Start of Data shown
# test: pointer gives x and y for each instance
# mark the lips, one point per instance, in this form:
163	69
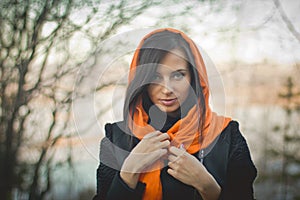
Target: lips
168	102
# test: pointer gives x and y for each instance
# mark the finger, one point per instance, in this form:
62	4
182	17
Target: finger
172	158
162	137
172	172
164	144
176	151
152	134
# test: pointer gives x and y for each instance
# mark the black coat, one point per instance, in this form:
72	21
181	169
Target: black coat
227	159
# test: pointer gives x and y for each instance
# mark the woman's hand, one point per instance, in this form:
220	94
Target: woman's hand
152	147
187	169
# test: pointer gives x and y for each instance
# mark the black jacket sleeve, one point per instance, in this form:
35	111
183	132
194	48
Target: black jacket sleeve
241	171
109	183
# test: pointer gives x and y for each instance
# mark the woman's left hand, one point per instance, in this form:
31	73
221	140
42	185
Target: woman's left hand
187	169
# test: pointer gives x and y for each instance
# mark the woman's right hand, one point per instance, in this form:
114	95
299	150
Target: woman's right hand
151	148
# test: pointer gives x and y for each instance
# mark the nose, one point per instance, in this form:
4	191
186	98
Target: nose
167	88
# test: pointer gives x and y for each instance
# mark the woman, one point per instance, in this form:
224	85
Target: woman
170	144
End of Data shown
The records above are to be restated exactly, without their pictures.

# test: pointer gives x and y for each instance
# mark the lips, one point per instance, in this form:
163	69
Target: lips
168	102
# test: pointer gives x and y for each instance
# mark the finger, one point per instance, in this form:
62	4
182	17
Target: finger
172	158
162	137
172	172
164	144
176	151
152	134
# test: pointer gives x and y for each instance
# mark the black coat, one point per instance, in this form:
72	21
181	169
Target: black coat
227	159
# test: pointer gives x and y for each instance
# mark the woman's hand, one point per instance, in this form:
220	94
Target: woman's hand
152	147
187	169
# test: pointer gives x and y for each instance
# mark the black jacket sleeve, one point per instance, in this form:
35	111
183	132
194	48
Target: black jacket sleeve
241	171
109	183
# test: pointer gives x and y for each instance
# mark the woman's left hand, one point per instance, in this form:
31	73
221	140
42	185
Target: woman's left hand
187	169
# test: pointer gives x and y for each instance
# mark the woman's right hand, one point per instance, in this form:
114	95
299	150
Target: woman's right hand
151	148
# test: pointer gives x and y for each instance
# mark the nose, one point per instance, in this form:
4	191
186	98
Target: nose
167	88
# test: pointer gives x and y for each instance
# mark the woman, one point per instance, in this form:
224	85
Target: woman
170	144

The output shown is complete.